(READING PASSAGE begins)

RESNA 26th International Annual Confence

Technology & Disability: Research, Design, Practice & Policy

June 19 to June 23, 2003
Atlanta, Georgia

The Process of ASSESSMENT Test Development and Validation

Laura J. Cohen PT, ATP1,2; Shirley Fitzgerald PhD1,2; Michael L. Boninger MD1,2,3
1Human Engineering Research Laboratories,
VA Pittsburgh Healthcare System, Pgh, PA 15206
2Department of Rehab. Sciences & Technology,
SHRS, University of Pittsburgh, Pgh, PA 15261
3Department of Physical Medicine & Rehab.,
University of Pittsburgh, Pgh, PA 15213


There is a scarcity of assessment tests available to evaluate the impact of educational experiences or clinical practice on the ability to make clinical decisions. New assessment tools and outcome measures are needed. The purpose of this paper is to provide an illustration of the steps one would undertake to develop and validate an assessment tool. As an example, the Seating and Mobility Script Concordance Test (SMSCT) development and validation process will be used to illustrate the process.

(READING PASSAGE ends)
(DATASET RECORDS begins)

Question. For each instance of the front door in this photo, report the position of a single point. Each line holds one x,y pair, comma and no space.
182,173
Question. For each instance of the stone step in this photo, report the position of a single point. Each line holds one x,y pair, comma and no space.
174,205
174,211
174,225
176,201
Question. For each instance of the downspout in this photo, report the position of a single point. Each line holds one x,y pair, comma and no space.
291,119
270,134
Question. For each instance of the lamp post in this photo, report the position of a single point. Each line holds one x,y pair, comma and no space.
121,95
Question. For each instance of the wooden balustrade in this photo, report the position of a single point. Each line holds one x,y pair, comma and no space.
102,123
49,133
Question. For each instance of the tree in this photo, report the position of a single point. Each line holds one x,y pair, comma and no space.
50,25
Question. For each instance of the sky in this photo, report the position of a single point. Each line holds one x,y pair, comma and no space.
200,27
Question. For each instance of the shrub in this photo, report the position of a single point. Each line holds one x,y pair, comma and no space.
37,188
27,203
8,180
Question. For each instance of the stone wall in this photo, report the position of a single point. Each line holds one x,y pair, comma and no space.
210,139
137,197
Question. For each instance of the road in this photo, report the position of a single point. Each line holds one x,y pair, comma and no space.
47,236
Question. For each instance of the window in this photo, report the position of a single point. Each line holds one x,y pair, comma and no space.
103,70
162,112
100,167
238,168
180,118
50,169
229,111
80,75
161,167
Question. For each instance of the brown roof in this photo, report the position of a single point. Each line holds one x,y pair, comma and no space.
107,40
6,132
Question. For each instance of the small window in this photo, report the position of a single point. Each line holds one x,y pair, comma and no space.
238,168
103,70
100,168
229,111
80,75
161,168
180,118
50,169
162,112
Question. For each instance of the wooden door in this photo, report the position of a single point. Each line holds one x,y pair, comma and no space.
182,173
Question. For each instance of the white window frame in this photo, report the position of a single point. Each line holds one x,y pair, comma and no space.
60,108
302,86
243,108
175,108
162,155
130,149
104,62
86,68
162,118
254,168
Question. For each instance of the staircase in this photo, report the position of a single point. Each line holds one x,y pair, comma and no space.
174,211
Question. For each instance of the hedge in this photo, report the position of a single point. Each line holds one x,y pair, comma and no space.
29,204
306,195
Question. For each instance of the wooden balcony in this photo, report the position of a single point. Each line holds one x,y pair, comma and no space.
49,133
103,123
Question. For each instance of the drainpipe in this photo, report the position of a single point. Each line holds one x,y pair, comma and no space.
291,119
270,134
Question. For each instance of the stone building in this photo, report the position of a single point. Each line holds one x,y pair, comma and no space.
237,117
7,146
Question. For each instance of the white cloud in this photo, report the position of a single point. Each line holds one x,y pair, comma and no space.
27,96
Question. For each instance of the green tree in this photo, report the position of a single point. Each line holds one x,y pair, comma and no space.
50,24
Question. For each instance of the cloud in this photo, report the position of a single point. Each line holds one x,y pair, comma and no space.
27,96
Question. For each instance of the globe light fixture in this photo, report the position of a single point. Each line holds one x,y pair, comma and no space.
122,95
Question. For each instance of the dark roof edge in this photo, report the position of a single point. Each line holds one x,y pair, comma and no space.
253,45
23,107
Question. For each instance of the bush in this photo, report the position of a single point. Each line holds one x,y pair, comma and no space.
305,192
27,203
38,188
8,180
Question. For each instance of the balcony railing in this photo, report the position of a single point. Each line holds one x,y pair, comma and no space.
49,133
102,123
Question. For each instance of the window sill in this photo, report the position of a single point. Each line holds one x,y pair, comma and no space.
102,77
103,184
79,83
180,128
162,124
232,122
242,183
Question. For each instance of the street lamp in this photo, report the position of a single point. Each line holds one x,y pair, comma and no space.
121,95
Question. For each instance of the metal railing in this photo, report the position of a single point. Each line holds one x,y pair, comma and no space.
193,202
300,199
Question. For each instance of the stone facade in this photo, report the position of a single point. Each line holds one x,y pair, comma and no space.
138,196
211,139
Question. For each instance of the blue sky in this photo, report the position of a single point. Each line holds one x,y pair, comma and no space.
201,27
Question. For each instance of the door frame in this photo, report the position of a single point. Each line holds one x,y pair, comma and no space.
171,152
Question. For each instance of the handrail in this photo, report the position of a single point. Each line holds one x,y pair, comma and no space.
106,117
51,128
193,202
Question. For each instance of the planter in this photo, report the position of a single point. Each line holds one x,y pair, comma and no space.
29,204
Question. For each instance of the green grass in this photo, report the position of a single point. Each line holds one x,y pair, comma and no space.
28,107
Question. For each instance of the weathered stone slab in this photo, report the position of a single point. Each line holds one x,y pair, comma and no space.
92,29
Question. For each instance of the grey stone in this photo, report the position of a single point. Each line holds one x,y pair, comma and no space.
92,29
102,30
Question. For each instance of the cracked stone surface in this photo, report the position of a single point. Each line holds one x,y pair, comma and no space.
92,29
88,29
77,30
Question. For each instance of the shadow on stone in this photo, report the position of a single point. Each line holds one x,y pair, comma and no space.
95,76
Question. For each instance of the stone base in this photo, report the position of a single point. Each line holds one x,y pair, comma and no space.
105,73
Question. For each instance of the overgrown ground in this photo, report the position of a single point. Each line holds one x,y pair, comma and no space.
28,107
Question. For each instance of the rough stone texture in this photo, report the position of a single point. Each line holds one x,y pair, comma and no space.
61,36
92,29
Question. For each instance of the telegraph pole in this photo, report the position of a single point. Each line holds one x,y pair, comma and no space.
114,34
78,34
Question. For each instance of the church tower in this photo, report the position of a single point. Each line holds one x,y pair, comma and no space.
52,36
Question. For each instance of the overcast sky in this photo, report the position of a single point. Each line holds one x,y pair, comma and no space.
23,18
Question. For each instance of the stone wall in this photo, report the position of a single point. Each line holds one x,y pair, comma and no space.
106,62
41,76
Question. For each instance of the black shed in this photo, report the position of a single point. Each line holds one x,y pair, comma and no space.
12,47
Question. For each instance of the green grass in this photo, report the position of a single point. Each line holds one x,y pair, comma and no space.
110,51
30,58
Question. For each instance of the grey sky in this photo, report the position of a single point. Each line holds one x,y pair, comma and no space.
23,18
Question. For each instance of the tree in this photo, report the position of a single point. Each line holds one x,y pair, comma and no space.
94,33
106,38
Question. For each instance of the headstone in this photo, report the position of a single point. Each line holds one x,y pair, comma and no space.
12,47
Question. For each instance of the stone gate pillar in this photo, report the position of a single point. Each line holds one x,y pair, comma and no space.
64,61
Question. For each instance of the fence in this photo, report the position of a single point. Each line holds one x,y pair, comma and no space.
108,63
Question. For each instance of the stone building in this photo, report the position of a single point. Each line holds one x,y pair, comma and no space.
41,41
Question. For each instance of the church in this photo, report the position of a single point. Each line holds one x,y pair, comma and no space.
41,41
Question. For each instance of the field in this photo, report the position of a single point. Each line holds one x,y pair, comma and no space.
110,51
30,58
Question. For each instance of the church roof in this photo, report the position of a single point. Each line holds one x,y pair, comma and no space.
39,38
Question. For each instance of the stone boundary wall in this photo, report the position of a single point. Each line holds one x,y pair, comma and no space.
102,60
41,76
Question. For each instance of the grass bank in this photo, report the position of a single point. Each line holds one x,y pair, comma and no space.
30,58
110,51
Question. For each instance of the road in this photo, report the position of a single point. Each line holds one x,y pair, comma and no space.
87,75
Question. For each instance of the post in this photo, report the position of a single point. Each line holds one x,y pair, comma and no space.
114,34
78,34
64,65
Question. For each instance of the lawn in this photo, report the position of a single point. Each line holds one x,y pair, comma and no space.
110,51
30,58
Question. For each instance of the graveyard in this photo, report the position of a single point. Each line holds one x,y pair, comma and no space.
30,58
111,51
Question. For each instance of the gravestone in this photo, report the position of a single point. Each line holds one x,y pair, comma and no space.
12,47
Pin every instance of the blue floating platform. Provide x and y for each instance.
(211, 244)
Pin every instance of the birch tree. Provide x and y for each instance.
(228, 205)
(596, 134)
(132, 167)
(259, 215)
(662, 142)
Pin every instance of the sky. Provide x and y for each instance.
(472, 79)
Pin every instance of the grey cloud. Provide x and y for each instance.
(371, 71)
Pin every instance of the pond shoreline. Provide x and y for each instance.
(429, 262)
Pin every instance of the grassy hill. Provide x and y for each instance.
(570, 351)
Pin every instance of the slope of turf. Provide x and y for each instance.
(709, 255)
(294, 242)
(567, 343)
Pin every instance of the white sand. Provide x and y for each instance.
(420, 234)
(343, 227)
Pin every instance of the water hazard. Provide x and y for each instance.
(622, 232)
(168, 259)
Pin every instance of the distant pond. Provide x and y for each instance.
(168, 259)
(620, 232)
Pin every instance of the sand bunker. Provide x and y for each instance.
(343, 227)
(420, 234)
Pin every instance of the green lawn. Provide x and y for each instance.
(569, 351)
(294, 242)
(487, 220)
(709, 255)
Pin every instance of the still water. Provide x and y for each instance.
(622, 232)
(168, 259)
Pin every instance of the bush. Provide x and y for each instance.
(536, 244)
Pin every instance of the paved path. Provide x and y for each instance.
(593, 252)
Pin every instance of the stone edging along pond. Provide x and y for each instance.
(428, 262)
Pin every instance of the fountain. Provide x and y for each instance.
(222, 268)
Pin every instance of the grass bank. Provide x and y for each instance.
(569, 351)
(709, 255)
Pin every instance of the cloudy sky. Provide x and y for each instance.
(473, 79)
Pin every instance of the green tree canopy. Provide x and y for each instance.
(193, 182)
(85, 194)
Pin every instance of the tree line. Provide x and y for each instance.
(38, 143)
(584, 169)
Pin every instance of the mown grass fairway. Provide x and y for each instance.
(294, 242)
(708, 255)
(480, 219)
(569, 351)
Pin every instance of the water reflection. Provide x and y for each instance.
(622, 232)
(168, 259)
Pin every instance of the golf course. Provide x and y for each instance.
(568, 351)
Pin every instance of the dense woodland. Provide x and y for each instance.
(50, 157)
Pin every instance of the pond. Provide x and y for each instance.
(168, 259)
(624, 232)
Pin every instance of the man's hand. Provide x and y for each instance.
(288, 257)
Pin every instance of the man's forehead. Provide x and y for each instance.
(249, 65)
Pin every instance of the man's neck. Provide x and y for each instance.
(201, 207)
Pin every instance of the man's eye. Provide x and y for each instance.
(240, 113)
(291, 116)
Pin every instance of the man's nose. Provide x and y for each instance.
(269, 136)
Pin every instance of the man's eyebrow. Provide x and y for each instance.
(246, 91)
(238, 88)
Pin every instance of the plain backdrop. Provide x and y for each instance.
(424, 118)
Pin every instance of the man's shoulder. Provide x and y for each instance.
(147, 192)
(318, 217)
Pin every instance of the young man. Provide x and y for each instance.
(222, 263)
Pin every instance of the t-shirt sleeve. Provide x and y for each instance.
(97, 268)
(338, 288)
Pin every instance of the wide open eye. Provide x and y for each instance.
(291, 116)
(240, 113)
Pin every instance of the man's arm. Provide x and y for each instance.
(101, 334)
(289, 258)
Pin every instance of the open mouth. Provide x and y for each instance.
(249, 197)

(DATASET RECORDS ends)

WHAT TO DO —
Can you reproduce the assessment test paper word for word, starting with "There is a scarcity" and going on through "illustrate the process."?

RESULT BELOW —
There is a scarcity of assessment tests available to evaluate the impact of educational experiences or clinical practice on the ability to make clinical decisions. New assessment tools and outcome measures are needed. The purpose of this paper is to provide an illustration of the steps one would undertake to develop and validate an assessment tool. As an example, the Seating and Mobility Script Concordance Test (SMSCT) development and validation process will be used to illustrate the process.